Dataset records ::
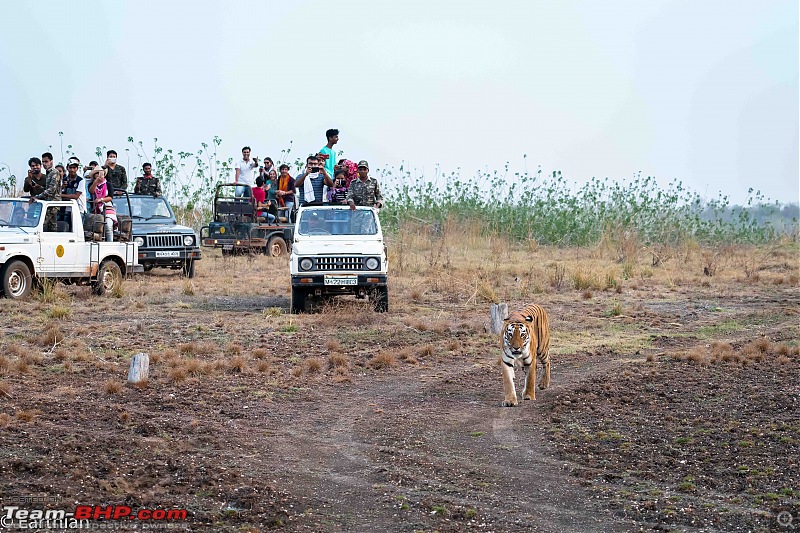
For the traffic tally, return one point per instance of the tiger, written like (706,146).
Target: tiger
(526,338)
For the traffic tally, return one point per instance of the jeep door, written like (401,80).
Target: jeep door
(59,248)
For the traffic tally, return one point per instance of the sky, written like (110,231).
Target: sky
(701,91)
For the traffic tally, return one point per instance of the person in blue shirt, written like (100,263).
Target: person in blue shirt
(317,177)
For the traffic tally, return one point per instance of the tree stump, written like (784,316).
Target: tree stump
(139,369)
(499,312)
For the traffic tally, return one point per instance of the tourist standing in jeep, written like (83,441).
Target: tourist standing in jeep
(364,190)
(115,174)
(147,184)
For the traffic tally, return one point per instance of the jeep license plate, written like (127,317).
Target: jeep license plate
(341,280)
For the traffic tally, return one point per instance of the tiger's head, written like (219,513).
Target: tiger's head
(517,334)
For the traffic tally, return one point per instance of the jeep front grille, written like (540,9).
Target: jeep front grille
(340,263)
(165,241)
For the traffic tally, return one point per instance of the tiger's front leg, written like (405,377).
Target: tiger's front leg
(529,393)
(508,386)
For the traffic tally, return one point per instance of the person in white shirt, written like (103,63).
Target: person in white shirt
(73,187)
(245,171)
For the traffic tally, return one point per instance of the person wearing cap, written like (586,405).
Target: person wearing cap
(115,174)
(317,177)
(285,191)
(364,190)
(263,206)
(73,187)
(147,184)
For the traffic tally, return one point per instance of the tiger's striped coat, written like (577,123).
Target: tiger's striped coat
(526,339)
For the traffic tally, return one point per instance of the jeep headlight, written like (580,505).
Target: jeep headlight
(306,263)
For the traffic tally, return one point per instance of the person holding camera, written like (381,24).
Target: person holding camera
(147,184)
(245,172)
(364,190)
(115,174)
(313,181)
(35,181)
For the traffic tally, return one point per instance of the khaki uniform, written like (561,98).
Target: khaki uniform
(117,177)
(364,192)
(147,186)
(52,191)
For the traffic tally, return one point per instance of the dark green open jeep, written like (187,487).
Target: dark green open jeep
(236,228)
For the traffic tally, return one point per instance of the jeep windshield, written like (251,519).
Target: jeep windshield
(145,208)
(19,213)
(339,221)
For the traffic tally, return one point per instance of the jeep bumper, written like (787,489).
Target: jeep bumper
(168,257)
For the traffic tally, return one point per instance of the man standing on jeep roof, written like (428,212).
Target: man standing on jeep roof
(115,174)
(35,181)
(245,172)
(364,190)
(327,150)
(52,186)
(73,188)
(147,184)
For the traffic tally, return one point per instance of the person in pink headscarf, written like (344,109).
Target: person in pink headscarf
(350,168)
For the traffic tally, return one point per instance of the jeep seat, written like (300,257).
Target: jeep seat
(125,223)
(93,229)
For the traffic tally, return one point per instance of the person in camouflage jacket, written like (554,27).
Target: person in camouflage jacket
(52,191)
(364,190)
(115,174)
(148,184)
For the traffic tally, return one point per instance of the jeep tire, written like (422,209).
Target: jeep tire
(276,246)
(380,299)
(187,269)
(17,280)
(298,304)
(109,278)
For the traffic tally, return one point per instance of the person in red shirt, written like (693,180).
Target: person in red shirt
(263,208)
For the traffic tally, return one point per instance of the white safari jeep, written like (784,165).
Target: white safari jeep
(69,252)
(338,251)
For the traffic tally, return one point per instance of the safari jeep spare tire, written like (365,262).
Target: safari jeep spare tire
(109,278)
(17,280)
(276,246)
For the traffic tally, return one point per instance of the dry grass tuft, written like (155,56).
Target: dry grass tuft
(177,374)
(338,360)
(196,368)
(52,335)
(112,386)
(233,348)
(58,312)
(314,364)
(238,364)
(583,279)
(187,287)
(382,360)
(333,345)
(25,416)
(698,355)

Exercise aim :: Revise everything from the line containing "written like (155,56)." down to the end of the listing, replacing "dry grass tuft" with "grass clump" and keeping the rest unchanged.

Solution for this task ::
For the traffic tally, return one point per instance of the grass clump, written like (155,56).
Target: grass clump
(177,374)
(338,360)
(196,368)
(52,335)
(112,386)
(233,348)
(58,312)
(314,364)
(238,364)
(583,279)
(187,287)
(382,360)
(333,345)
(25,416)
(698,355)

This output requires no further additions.